TEXTE PRÉSENTÉ —
★ ★ ★ ★

La bataille qui oppose jihadistes et combattants kurdes pour le contrôle
de la ville syrienne de Kobané a suscité mardi dans toute la Turquie de
violentes manifestations contre le gouvernement islamo-conservateur
turc qui ont fait au moins un mort.
Mobilisés à l'appel du principal parti politique kurde de Turquie, des
milliers de personnes sont descendues dans les rues d'Istanbul, d'Ankara
et des villes du sud-est à majorité kurde du pays pour dénoncer le
refus d'Ankara de voler militairement au secours de Kobané (Aïn al-Arab
en langue arabe), en passe de tomber entre les mains des forces du
groupe de l'Etat islamique (EI).
Dans la plupart de ces villes, la contestation a dégénéré en affrontements.
Un homme de 25 ans a ainsi été tué dans des circonstances encore
indéterminées à Mus (sud-est) et un autre grièvement blessé, ont
rapporté les médias turcs.
Le quotidien Hürriyet a indiqué que la victime avait été atteinte par un
coup de feu d'origine indéterminée, alors que la chaîne d'information
NTV a assuré qu'il avait été touché en pleine tête par une grenade
lacrymogène tirée par la police.
Lundi soir, le Parti républicain populaire (HDP) a appelé les Kurdes du
pays --plus de 15 millions de personnes soit 20% de la population
turque-- à se mobiliser contre l'entrée des jihadistes dans Kobané et
contre le Parti de la justice et du développement (AKP) au pouvoir,
accusé d'immobilisme et de complicité avec l'EI.
Après une première série de manifestations ponctuées d'incidents lundi
soir à Istanbul ou Diyarbakir, la "capitale" kurde du sud-est, de
nombreux Kurdes ont à nouveau défilé mardi contre le gouvernement.
Comme la veille, les forces de l'ordre sont intervenues massivement avec
des gaz lacrymogènes et des canons à eau pour disperser des milliers de
protestataires dans le district stambouliote de Gazi, a constaté un
photographe de l'AFP.
Une personne a été grièvement blessée dans le district de Sarigazi, tout
comme l'avocat Tamer Dogan, spécialisé dans la défense des droits de
l'Homme, dans celui de Kadiköy, un fief de l'opposition sur la rive
asiatique d'Istanbul.
De violents incidents ont également été rapportés à Diyarbakir et dans
la capitale Ankara, où plusieurs policiers ont été blessés, ainsi que
dans la station balnéaire d'Antalya et les villes de Mersin et d'Adana
(sud).

★ ★ ★ ★

Enregistrements tirés d'un jeu de données:
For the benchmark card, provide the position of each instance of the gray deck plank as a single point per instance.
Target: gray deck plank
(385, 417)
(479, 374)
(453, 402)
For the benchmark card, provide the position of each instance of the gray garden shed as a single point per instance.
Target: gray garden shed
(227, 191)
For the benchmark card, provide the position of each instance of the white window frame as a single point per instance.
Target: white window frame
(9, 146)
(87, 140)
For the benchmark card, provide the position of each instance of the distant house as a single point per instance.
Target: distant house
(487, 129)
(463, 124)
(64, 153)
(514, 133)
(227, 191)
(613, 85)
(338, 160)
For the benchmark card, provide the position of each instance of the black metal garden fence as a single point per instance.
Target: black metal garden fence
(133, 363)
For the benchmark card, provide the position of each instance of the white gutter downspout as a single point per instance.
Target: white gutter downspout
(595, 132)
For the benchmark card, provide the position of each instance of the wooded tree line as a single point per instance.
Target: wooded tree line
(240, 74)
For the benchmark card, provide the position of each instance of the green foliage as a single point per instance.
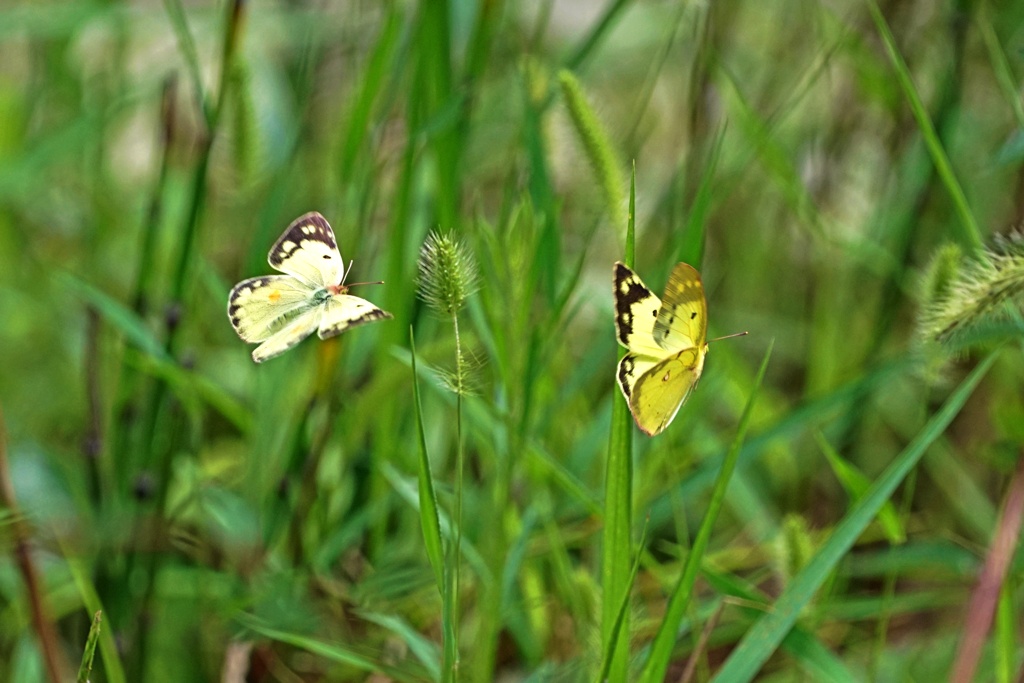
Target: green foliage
(339, 513)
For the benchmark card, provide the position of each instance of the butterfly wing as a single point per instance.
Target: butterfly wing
(344, 310)
(260, 307)
(307, 250)
(656, 388)
(294, 331)
(636, 312)
(682, 318)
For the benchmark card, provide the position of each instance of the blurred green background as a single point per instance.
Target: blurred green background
(244, 522)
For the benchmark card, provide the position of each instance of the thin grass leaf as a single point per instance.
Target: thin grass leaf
(421, 647)
(428, 500)
(619, 503)
(856, 484)
(759, 643)
(113, 670)
(624, 604)
(662, 648)
(119, 315)
(970, 232)
(329, 651)
(90, 649)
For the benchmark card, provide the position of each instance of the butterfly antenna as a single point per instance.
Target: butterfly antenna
(737, 334)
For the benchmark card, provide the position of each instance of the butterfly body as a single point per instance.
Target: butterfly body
(279, 311)
(667, 342)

★ ★ ★ ★

CONSIGNE —
Recopiez tout le passage de l'article sur Kobané, depuis "Comme la veille, les" jusqu'à "asiatique d'Istanbul.", en remplaçant "protestataires" par "manifestants". La liste ne joue aucun rôle dans cet exercice.

RÉPONSE ATTENDUE —
Comme la veille, les forces de l'ordre sont intervenues massivement avec
des gaz lacrymogènes et des canons à eau pour disperser des milliers de
manifestants dans le district stambouliote de Gazi, a constaté un
photographe de l'AFP.
Une personne a été grièvement blessée dans le district de Sarigazi, tout
comme l'avocat Tamer Dogan, spécialisé dans la défense des droits de
l'Homme, dans celui de Kadiköy, un fief de l'opposition sur la rive
asiatique d'Istanbul.